Aufgabe A: Seit wann muss man laut dem Seitentext in Berlin einem Bauantrag einen Qualifizierten Freiflächenplan beilegen?

Seitentext:
────────────────

Schub für die Schwammstadt

Wer in Berlin einen Bauantrag stellt, muss seit Juli 2025 auch einen Qualifizierten Freiflächenplan vorlegen. Was das für den Umgang mit Regenwasser bedeutet, erläutert Eike Richter, Vorstandsmitglied der Architektenkammer Berlin und Partner von LA.BAR Landschaftsarchitekten.

17.11.2021

Planungshilfe

Spielanlage auf dem Waldorfcampus Christo Libuda (Lichtschwärmer)

Gestaltete Außenanlage auf dem Waldorf Campus in Berlin-Schöneberg

Herr Richter, worum genau geht es im Qualifizierten Freiflächenplan (QFP)?

────────────────

Zu bearbeitende Einträge:
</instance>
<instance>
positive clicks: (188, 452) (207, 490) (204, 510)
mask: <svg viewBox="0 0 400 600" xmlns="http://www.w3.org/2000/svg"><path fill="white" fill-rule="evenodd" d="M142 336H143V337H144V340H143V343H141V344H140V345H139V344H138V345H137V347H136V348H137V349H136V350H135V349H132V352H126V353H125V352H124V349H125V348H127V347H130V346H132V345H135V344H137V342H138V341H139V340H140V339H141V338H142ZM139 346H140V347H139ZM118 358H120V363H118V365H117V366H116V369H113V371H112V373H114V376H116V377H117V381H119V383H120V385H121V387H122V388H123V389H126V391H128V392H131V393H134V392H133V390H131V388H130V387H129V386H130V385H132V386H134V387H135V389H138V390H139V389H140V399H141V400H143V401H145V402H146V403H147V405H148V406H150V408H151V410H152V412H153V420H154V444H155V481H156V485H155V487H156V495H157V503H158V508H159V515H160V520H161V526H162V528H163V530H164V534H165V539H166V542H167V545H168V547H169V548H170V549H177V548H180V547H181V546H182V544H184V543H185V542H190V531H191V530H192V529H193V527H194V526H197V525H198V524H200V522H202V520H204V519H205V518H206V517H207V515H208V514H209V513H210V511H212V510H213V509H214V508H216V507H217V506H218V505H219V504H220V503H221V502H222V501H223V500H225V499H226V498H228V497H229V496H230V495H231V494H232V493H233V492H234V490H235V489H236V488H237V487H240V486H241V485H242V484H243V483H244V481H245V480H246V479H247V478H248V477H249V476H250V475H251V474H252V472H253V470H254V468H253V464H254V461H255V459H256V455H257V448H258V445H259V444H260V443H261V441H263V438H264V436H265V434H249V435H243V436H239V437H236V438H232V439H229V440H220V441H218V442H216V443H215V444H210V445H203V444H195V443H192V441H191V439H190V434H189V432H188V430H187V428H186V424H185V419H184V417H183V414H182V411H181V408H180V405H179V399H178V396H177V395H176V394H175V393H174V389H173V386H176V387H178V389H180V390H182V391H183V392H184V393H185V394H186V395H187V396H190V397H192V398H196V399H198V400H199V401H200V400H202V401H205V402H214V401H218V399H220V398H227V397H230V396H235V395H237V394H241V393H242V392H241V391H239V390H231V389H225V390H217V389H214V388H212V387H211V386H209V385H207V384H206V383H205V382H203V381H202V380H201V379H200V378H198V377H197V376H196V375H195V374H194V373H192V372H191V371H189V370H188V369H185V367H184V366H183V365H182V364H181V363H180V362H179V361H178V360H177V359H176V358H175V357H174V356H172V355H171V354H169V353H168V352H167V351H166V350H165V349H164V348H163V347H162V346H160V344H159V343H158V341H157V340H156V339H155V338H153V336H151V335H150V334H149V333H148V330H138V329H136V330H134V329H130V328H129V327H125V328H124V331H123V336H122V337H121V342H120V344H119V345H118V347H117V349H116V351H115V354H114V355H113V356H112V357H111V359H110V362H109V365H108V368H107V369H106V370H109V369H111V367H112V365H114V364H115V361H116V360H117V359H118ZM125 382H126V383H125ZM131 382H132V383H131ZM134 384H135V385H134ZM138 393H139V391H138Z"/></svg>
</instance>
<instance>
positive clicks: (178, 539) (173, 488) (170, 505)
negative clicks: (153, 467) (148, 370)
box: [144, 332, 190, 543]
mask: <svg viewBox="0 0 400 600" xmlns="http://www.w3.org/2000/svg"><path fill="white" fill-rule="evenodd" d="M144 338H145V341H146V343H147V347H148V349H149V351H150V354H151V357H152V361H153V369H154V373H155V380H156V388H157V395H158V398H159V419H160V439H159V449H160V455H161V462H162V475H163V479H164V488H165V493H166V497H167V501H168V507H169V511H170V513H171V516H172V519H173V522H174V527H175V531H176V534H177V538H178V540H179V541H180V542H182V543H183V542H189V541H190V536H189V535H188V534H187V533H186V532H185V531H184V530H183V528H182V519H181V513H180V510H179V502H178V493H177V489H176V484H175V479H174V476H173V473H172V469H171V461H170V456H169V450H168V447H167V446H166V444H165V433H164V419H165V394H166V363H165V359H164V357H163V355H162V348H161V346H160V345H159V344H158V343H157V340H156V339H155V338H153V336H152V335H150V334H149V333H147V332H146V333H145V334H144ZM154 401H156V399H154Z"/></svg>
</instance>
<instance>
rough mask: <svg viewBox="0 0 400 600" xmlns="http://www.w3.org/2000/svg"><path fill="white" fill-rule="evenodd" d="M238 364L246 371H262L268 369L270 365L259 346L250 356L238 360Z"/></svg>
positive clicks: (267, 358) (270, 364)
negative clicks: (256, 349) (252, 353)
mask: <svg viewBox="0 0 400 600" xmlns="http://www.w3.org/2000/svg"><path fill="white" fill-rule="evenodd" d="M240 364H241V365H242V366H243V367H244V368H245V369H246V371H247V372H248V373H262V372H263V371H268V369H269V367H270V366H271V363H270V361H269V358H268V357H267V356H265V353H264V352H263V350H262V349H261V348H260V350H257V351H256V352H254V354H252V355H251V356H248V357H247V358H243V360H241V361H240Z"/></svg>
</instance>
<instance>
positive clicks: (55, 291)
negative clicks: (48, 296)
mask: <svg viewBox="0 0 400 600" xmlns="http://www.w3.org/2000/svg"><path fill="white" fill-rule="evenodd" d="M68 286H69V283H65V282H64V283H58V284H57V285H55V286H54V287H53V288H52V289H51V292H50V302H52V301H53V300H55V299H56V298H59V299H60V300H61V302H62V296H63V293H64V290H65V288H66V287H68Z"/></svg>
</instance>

────────────────

Aufgabe B: Schreiben Sie die Zeilen der Einträge unverändert ab, vom Beginn der Einträge bis einschließlich der Zeile mit „positive clicks: (188, 452)“.

Ergebnis A: Seit Juli 2025.

Ergebnis B:
</instance>
<instance>
positive clicks: (188, 452) (207, 490) (204, 510)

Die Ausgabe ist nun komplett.